Task details: Look through the listing below for the string "pile". Show each line where it occurs.

Material supplied:
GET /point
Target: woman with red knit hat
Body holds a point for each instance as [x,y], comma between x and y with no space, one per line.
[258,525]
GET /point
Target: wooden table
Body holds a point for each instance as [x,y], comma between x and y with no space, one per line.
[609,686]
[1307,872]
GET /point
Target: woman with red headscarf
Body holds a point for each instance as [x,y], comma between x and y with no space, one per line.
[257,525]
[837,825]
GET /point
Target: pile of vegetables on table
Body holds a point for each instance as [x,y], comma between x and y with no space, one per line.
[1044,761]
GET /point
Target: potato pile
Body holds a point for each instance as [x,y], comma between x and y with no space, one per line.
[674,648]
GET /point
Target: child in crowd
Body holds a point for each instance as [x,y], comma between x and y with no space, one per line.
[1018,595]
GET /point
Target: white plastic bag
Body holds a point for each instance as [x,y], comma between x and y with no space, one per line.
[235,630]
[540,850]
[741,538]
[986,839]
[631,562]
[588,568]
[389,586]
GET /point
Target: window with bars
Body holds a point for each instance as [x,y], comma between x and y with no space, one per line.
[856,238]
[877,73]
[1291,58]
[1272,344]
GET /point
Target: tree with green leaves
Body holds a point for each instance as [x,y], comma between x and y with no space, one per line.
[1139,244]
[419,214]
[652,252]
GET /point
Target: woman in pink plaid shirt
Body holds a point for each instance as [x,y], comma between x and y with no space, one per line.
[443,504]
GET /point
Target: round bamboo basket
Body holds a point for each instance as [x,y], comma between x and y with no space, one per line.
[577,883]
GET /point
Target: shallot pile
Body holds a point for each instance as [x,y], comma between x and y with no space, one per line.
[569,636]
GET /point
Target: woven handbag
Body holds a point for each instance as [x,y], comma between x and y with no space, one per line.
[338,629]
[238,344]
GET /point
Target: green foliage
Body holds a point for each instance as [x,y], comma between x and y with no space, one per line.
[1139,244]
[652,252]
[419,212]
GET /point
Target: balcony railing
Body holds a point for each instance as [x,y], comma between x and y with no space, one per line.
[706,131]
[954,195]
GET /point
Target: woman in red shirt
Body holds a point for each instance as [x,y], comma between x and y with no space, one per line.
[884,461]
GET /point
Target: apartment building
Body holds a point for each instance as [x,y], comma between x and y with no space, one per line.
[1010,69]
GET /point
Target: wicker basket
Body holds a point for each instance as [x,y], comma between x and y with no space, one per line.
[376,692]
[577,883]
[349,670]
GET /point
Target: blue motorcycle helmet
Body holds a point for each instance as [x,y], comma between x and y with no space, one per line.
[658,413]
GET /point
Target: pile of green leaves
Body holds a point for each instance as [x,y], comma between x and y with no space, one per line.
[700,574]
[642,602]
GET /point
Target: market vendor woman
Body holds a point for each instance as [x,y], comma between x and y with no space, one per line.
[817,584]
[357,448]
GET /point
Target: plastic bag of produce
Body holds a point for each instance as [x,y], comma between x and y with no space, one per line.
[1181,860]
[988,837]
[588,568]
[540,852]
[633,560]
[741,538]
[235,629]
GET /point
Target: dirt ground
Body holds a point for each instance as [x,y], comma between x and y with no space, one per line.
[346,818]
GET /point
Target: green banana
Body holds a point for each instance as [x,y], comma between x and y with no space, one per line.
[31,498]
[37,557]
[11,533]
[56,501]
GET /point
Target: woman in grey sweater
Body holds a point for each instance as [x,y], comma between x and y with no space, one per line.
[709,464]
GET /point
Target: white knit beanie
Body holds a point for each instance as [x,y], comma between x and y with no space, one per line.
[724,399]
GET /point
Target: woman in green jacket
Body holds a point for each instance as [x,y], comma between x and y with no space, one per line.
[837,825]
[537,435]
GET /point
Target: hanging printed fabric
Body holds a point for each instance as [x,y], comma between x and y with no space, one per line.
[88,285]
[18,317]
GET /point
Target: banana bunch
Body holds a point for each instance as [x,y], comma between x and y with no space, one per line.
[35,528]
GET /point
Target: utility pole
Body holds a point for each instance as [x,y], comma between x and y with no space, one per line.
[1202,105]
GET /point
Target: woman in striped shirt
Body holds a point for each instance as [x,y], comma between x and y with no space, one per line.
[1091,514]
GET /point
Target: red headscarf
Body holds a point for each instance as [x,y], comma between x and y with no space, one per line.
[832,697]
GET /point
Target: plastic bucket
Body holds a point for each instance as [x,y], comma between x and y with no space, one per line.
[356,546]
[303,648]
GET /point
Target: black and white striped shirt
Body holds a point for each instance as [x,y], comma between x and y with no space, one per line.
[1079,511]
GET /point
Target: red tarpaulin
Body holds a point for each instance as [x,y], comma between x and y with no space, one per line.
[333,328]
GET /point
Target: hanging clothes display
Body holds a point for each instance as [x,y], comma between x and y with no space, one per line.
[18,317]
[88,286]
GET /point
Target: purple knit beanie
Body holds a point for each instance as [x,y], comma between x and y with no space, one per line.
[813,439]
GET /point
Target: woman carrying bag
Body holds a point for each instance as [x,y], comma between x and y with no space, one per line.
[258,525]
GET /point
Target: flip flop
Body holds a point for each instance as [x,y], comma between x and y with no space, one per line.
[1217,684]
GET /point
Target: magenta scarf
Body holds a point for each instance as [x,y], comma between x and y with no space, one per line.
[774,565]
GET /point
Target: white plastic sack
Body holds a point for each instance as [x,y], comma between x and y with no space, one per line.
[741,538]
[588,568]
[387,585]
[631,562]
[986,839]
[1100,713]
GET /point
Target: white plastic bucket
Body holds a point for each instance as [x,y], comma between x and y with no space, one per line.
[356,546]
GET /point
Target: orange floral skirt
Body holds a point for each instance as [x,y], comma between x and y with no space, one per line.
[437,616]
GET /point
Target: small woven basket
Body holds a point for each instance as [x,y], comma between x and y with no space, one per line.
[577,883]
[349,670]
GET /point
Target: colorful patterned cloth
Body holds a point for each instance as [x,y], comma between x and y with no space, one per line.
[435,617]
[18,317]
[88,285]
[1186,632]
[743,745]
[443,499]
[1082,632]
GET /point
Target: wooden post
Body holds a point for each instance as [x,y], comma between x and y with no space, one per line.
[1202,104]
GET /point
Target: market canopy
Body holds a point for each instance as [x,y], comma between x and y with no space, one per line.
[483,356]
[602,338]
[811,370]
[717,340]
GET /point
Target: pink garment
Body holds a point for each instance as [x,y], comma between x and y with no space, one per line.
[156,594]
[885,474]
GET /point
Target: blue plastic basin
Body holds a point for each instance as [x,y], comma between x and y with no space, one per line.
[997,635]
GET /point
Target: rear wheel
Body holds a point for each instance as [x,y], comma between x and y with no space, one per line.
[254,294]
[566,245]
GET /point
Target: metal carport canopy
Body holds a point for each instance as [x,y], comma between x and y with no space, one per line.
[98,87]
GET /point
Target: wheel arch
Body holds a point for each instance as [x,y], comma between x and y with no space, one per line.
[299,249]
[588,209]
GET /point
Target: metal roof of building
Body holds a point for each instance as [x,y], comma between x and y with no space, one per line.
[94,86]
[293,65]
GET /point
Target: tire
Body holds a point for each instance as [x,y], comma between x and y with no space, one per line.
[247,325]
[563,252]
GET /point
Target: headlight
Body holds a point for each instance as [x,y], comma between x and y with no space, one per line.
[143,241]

Answer box:
Target: pile of vegetables on table
Target: potato pile
Target: shallot pile
Target: pile of green leaves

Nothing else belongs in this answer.